----- Data records -----

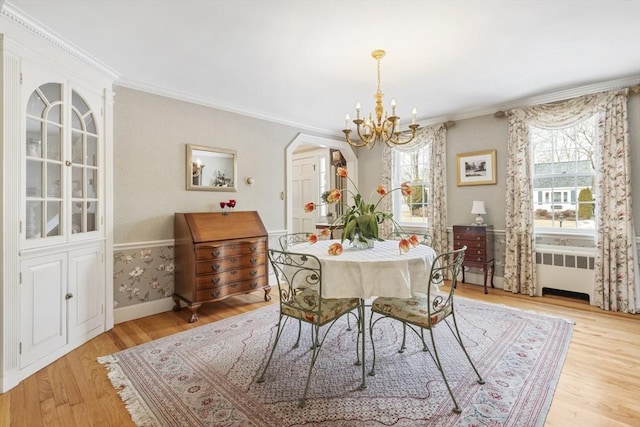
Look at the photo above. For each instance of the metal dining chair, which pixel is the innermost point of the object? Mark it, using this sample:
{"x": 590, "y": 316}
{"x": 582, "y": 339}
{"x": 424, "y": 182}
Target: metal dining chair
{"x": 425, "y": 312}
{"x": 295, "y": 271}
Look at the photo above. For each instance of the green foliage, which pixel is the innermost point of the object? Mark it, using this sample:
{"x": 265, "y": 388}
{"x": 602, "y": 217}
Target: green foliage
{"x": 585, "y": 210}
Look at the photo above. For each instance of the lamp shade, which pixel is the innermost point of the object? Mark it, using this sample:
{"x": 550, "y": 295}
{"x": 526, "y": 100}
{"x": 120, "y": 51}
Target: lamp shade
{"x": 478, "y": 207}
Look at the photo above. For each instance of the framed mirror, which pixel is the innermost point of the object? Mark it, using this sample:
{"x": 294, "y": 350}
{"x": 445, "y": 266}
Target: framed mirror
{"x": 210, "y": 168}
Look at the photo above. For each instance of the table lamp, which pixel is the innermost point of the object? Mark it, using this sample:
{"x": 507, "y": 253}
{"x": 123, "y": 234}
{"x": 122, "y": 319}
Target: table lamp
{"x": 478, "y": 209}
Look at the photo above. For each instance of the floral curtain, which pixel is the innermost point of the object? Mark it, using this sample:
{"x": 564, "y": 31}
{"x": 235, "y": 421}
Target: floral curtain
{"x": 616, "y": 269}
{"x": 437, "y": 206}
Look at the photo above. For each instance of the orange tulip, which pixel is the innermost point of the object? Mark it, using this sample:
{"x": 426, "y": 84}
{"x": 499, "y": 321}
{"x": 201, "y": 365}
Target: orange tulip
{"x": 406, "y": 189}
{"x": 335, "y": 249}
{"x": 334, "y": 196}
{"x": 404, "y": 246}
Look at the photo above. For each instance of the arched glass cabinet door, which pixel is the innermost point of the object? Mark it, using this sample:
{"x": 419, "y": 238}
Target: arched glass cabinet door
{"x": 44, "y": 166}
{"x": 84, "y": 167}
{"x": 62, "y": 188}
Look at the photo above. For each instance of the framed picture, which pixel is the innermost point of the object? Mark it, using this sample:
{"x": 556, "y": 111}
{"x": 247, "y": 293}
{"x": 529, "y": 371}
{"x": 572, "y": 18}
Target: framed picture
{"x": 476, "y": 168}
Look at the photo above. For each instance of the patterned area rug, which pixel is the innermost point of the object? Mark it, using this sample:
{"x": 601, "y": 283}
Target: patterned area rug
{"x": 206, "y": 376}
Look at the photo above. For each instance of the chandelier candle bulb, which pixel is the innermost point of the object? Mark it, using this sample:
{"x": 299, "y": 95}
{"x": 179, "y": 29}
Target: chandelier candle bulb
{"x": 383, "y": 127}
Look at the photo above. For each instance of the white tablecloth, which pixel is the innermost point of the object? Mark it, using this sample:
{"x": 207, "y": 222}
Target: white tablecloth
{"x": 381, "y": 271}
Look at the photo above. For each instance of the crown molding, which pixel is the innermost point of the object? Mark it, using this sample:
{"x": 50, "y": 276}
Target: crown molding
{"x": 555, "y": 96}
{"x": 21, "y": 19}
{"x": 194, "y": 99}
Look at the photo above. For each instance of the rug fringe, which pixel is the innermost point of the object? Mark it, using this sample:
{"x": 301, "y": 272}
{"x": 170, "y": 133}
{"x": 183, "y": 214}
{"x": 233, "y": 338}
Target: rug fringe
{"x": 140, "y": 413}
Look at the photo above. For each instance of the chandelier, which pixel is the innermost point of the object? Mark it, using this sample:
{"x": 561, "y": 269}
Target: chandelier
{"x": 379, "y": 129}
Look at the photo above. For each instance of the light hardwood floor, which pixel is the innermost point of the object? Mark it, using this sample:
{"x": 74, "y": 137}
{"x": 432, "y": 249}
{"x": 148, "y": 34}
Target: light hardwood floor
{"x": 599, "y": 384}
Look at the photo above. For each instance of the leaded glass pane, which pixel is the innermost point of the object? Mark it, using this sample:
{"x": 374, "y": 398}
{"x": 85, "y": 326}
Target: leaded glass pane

-----

• _Task instructions_: Repeat every record precisely. Any picture among them stays out of the copy.

• _Result of the task_:
Look at the photo above. For each instance of the metal dining chair, which pixel is the innermost point of the object? Mark it, using this sample:
{"x": 590, "y": 316}
{"x": 582, "y": 339}
{"x": 424, "y": 182}
Target: metal dining chair
{"x": 425, "y": 312}
{"x": 295, "y": 271}
Look at the photo above. For each instance of the green foliage, which pixel is the innermost point of the object? Mark it, using this sample:
{"x": 265, "y": 388}
{"x": 602, "y": 217}
Target: green foliage
{"x": 585, "y": 210}
Look at the photo above. For each instance of the lamp shade, which pixel is the innermost point of the object? Mark it, using this sample:
{"x": 550, "y": 295}
{"x": 526, "y": 100}
{"x": 120, "y": 51}
Target: lamp shade
{"x": 478, "y": 207}
Look at the photo above. For each instance of the framed mirror, which pixel is the innermost point of the object? Mark it, using this sample:
{"x": 294, "y": 350}
{"x": 445, "y": 266}
Target: framed mirror
{"x": 210, "y": 168}
Look at the photo above. For each instance of the table lamp, which pixel is the innermost point of the object? Mark it, using this sample:
{"x": 507, "y": 253}
{"x": 123, "y": 234}
{"x": 122, "y": 319}
Target: table lamp
{"x": 478, "y": 209}
Look at the photo above. For each instance of the floral curtain, which pixel is the innermost point of the object? Mark it, using this sample:
{"x": 564, "y": 31}
{"x": 235, "y": 421}
Target: floral curtain
{"x": 616, "y": 269}
{"x": 437, "y": 206}
Look at the photo above. For each instance of the orange tulip, which pixel is the innermost point of the object? Mark it, using this sample:
{"x": 426, "y": 84}
{"x": 499, "y": 321}
{"x": 201, "y": 365}
Target: orange tulip
{"x": 406, "y": 189}
{"x": 335, "y": 249}
{"x": 334, "y": 196}
{"x": 404, "y": 246}
Look at the photo above. For each instance of the arched glass cabinet door, which pixel is the innermost point of the object? Mark it, using this sample:
{"x": 419, "y": 238}
Target: arched glass cabinet door
{"x": 44, "y": 166}
{"x": 84, "y": 167}
{"x": 62, "y": 188}
Look at the photo above. For each instance of the framed picture, which pixel is the innermost point of the object? Mark it, using this sample:
{"x": 556, "y": 111}
{"x": 247, "y": 293}
{"x": 529, "y": 371}
{"x": 572, "y": 18}
Target: framed picture
{"x": 476, "y": 168}
Look at the photo above. For each instance of the patterned area rug, which pixel is the innermost point of the object? Mark it, using this sample:
{"x": 601, "y": 283}
Target: patterned area rug
{"x": 206, "y": 376}
Look at the photo above. For each instance of the chandelier candle bulb, which pixel is the innermost point of the object? Mark it, using this sample:
{"x": 299, "y": 95}
{"x": 179, "y": 29}
Target: chandelier candle bulb
{"x": 383, "y": 127}
Look at the photo above. For each instance of the white tablecloth, which pixel is the innermost point of the object? Mark it, using this sample:
{"x": 207, "y": 222}
Target: white tablecloth
{"x": 381, "y": 271}
Look at the photo above. For each instance of the crown molding, which pixel is the innermost point of the object? Mark it, using this sample:
{"x": 50, "y": 276}
Target: crown molding
{"x": 555, "y": 96}
{"x": 21, "y": 19}
{"x": 194, "y": 99}
Look at the photo above. For each instance of the rug fringe, which pixel is the innermost point of the object? Mark it, using this sample:
{"x": 301, "y": 272}
{"x": 170, "y": 133}
{"x": 183, "y": 214}
{"x": 233, "y": 338}
Target: rug fringe
{"x": 140, "y": 413}
Look at the photo above. For each instance of the chandelier, which pixel is the innermost point of the object? Mark it, using this sample:
{"x": 561, "y": 269}
Target: chandelier
{"x": 379, "y": 129}
Look at the photo above. For each instance of the light hardwood floor, which pixel is the innermost point of the object? Mark it, using this sample:
{"x": 74, "y": 137}
{"x": 432, "y": 249}
{"x": 148, "y": 34}
Target: light hardwood floor
{"x": 599, "y": 384}
Look at the photo above. For each instance of the leaded glass pane, which pixel is the innermost point of the object? Mark it, using this sample:
{"x": 374, "y": 398}
{"x": 85, "y": 326}
Target: leaded glass pane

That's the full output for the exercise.